● WHAT THE EXERCISE ASKS
For the entries that follow, state how many lines include the word "pile", giving the number and nothing else.

● INFORMATION

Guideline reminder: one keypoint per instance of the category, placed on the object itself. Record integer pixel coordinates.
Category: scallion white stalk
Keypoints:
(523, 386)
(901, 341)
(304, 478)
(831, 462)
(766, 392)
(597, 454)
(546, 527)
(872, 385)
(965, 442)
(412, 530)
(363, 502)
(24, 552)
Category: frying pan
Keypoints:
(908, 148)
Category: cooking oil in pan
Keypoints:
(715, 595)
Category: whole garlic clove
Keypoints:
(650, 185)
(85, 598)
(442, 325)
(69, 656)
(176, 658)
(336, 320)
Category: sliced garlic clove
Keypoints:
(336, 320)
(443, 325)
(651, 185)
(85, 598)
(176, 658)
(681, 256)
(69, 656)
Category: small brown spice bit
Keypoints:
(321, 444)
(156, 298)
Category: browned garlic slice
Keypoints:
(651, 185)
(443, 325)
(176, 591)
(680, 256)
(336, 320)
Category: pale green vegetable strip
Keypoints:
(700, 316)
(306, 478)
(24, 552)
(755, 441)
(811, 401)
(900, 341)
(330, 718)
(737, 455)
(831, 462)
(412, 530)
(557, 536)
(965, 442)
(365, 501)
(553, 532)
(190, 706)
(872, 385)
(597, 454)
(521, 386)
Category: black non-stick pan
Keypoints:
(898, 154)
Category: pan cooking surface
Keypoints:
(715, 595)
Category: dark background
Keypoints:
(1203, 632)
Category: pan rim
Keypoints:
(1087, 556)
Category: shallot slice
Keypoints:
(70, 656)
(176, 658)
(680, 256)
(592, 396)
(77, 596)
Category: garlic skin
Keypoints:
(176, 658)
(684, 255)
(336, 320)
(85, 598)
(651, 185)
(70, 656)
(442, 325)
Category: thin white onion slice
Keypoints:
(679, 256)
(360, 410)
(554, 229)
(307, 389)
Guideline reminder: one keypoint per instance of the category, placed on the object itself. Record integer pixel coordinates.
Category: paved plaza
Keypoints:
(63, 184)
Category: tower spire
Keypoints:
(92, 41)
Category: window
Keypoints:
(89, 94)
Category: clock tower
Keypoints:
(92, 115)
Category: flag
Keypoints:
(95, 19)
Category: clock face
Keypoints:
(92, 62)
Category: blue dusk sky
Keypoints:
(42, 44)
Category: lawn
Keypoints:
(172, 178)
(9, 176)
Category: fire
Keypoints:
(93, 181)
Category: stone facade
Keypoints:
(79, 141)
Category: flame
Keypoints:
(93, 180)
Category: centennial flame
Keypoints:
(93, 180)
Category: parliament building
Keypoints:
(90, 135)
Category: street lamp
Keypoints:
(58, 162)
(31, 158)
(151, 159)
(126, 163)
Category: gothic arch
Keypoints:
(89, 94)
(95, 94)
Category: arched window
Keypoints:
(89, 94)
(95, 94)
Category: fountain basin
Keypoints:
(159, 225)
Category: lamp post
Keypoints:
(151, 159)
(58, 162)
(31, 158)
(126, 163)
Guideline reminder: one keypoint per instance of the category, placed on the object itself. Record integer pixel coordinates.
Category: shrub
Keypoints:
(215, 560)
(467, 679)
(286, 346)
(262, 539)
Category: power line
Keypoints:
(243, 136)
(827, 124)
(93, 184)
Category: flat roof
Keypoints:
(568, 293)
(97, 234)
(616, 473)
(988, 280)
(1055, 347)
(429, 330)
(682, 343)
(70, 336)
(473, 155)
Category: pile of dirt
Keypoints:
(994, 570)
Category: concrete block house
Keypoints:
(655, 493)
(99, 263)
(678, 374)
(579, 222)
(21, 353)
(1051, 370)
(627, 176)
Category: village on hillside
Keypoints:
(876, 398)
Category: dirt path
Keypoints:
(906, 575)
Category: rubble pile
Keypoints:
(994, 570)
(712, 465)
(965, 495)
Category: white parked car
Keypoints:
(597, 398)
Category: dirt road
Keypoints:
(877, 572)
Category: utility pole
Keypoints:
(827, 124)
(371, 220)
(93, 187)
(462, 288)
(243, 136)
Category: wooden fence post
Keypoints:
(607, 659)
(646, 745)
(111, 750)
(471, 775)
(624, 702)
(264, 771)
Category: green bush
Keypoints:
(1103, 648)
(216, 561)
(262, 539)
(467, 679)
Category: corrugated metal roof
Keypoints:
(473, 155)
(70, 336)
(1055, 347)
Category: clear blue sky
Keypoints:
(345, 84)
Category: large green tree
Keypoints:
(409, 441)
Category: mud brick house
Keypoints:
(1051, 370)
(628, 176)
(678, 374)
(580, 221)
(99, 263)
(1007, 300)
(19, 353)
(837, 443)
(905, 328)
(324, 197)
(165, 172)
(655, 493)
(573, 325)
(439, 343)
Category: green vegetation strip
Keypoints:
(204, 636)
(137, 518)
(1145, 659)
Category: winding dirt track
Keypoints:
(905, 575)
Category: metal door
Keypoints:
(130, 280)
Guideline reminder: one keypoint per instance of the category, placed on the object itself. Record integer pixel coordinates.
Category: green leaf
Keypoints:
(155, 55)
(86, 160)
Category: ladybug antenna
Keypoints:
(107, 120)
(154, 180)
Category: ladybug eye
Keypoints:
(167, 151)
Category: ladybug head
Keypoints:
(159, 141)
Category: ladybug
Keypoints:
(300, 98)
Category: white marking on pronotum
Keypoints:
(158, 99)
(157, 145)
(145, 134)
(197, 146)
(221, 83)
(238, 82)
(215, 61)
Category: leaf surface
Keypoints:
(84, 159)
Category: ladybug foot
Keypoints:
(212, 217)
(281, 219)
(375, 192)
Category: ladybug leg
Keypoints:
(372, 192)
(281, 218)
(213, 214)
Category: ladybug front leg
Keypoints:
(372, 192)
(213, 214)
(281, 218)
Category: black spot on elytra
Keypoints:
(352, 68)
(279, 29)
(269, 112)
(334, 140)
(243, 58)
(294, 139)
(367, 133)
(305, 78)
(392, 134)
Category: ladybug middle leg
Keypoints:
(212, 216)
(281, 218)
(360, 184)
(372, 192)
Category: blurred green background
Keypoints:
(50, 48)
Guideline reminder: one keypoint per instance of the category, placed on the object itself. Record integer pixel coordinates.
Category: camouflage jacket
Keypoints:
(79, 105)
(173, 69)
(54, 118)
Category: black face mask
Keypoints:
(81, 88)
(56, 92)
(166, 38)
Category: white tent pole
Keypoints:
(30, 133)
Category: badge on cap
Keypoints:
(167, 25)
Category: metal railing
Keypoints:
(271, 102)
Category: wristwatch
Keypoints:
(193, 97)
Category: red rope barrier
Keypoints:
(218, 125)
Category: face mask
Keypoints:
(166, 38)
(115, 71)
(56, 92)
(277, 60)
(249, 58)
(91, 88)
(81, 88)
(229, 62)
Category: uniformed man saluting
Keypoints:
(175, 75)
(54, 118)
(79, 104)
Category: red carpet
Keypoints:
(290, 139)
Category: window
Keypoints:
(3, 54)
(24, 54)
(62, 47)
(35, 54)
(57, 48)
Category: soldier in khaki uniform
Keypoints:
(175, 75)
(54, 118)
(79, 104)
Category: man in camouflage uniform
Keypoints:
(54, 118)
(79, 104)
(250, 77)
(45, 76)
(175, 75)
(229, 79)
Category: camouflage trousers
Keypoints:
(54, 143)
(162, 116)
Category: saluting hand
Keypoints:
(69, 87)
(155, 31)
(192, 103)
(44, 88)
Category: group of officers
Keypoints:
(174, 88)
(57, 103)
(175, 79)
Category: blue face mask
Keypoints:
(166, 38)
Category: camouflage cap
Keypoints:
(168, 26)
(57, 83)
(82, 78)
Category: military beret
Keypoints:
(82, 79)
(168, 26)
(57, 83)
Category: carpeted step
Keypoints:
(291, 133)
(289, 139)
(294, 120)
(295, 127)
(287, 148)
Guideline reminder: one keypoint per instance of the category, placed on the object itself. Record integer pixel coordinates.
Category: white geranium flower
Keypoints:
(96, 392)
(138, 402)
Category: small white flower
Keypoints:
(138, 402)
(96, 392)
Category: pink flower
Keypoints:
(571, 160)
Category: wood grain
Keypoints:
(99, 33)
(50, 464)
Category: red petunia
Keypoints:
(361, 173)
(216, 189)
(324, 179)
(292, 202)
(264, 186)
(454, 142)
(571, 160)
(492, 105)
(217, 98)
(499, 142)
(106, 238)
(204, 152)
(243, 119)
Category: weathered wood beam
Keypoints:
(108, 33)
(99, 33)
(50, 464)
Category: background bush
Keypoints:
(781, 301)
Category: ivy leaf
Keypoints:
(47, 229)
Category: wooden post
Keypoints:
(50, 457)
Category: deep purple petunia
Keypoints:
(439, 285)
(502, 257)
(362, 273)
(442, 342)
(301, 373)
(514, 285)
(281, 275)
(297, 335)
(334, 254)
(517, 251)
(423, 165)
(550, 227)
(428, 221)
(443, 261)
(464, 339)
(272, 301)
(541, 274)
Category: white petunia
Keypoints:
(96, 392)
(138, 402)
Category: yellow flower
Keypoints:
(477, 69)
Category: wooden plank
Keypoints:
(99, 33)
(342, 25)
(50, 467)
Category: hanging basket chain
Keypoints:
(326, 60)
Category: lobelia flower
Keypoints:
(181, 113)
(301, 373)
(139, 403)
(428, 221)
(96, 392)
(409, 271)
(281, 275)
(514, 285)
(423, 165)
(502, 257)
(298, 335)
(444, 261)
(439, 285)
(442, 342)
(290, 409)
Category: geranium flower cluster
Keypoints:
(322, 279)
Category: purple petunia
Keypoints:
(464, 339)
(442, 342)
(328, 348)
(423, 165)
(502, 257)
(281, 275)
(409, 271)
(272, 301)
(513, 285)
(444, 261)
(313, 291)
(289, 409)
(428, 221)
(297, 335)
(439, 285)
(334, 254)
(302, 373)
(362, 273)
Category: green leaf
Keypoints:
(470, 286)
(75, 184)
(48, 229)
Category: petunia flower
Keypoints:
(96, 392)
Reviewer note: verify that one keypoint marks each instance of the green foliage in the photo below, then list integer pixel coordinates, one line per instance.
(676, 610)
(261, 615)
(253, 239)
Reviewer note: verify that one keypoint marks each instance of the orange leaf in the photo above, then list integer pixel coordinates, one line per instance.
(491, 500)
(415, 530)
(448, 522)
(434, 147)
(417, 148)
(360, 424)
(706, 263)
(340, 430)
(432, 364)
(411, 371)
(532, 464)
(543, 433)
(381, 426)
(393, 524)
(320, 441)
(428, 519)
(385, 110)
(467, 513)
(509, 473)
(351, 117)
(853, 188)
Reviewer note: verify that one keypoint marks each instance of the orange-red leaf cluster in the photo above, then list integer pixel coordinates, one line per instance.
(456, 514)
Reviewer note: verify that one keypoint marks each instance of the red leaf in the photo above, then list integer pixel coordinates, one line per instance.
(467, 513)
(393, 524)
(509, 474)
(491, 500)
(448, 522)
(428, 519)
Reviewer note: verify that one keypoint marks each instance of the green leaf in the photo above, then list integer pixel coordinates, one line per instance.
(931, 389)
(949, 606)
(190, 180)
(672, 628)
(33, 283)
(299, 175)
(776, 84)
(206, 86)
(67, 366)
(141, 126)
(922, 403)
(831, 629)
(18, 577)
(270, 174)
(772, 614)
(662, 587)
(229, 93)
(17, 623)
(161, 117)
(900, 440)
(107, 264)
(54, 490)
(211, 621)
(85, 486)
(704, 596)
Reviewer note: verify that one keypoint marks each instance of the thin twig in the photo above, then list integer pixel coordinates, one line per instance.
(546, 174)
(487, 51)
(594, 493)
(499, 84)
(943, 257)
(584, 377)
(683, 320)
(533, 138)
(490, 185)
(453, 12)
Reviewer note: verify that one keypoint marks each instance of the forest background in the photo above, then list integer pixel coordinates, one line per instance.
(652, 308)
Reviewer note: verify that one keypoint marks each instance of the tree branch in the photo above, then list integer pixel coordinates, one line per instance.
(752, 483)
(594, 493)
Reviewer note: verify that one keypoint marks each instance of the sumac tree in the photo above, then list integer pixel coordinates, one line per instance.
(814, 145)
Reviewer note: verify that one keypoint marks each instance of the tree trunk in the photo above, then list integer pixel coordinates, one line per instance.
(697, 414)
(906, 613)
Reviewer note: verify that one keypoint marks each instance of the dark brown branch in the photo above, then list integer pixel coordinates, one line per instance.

● OUTPUT FOR THIS EXERCISE
2